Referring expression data
#####
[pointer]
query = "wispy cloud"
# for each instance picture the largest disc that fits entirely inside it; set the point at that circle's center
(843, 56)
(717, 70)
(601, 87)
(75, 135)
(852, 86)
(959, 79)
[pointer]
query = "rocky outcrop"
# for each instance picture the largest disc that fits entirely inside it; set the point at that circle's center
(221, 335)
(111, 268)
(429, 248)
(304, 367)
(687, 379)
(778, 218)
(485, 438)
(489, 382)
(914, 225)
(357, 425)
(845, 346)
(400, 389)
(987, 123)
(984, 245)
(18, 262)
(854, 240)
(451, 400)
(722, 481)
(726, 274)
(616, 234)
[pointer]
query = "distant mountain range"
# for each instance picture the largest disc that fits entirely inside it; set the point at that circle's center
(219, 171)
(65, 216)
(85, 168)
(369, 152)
#####
*Exercise description*
State how many lines in the entries hold "query", please, with no other words.

*Answer to this task*
3